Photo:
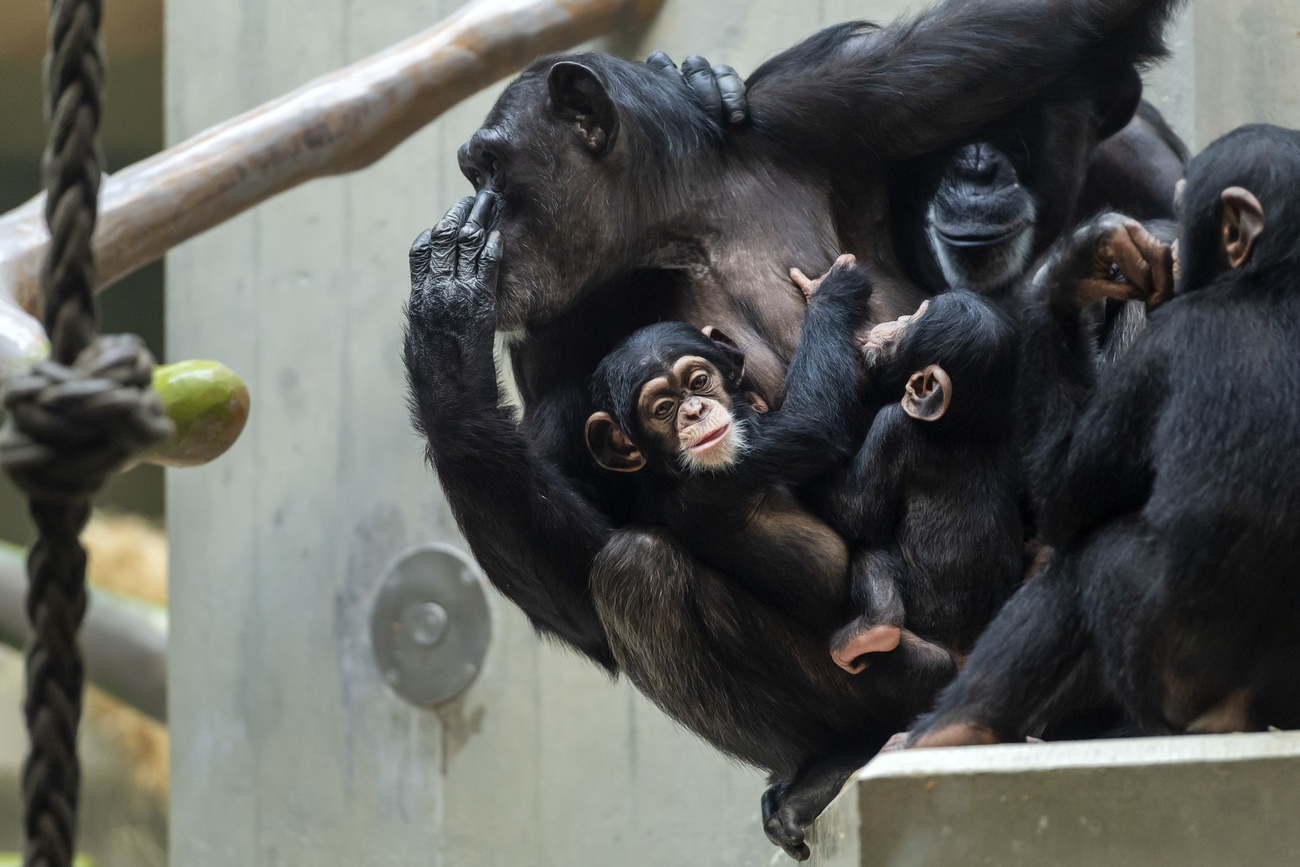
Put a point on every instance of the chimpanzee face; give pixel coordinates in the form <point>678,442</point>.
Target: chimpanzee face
<point>551,151</point>
<point>980,222</point>
<point>689,415</point>
<point>672,398</point>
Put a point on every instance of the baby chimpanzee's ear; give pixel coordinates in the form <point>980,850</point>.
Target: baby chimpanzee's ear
<point>610,446</point>
<point>1243,224</point>
<point>928,394</point>
<point>729,350</point>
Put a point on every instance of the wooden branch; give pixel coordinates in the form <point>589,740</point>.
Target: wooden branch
<point>339,122</point>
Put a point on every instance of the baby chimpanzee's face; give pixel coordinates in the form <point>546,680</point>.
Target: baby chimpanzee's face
<point>689,415</point>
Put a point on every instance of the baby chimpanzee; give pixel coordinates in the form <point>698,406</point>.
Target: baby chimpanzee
<point>931,501</point>
<point>674,402</point>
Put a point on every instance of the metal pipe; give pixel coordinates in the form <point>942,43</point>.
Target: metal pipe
<point>124,640</point>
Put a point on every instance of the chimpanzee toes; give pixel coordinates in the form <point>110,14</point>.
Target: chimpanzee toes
<point>954,735</point>
<point>784,828</point>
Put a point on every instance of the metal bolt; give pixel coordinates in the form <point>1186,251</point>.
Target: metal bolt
<point>425,623</point>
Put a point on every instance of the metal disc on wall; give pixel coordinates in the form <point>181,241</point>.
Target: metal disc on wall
<point>430,624</point>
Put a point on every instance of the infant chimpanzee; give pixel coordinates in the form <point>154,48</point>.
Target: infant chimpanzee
<point>672,404</point>
<point>930,499</point>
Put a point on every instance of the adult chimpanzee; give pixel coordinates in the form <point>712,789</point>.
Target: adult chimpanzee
<point>1169,493</point>
<point>623,203</point>
<point>978,228</point>
<point>980,221</point>
<point>932,495</point>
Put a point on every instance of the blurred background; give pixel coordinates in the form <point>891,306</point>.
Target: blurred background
<point>246,703</point>
<point>124,819</point>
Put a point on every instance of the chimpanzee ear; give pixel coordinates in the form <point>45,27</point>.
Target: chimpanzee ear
<point>610,446</point>
<point>579,95</point>
<point>729,350</point>
<point>1243,224</point>
<point>928,394</point>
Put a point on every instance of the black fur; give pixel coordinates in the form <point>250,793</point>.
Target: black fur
<point>1168,489</point>
<point>939,498</point>
<point>680,220</point>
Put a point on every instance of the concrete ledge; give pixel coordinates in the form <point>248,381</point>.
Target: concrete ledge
<point>1148,802</point>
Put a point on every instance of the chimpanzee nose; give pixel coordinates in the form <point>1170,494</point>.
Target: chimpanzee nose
<point>477,157</point>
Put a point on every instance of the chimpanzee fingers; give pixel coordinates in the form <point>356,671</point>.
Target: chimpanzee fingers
<point>473,237</point>
<point>489,263</point>
<point>806,284</point>
<point>1129,261</point>
<point>480,216</point>
<point>700,76</point>
<point>419,258</point>
<point>442,250</point>
<point>732,89</point>
<point>661,63</point>
<point>1160,259</point>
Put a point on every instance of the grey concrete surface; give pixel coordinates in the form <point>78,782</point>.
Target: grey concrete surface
<point>1207,801</point>
<point>287,748</point>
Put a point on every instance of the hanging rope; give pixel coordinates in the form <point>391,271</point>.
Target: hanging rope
<point>73,421</point>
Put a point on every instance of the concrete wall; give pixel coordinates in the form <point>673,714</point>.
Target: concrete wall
<point>287,748</point>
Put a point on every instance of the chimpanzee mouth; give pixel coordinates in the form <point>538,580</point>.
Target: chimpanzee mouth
<point>710,439</point>
<point>986,237</point>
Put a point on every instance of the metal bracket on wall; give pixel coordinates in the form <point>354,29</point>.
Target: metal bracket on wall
<point>430,625</point>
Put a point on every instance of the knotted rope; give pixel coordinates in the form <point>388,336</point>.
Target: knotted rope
<point>73,421</point>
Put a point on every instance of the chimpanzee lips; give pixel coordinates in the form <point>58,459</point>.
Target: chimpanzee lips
_ _ _
TASK DETAILS >>
Could you copy out the items above word for word, starting with the line containing "Put a point on every instance of the metal bolt;" and going on through the line containing "<point>430,624</point>"?

RESPONSE FOR THIS EXERCISE >>
Put a point on every instance of the metal bolt; give pixel coordinates in the form <point>1186,251</point>.
Target: metal bolt
<point>425,623</point>
Put a point on every instance of the metal disc on wall; give pixel coordinates in the form <point>181,241</point>.
Target: metal disc on wall
<point>430,624</point>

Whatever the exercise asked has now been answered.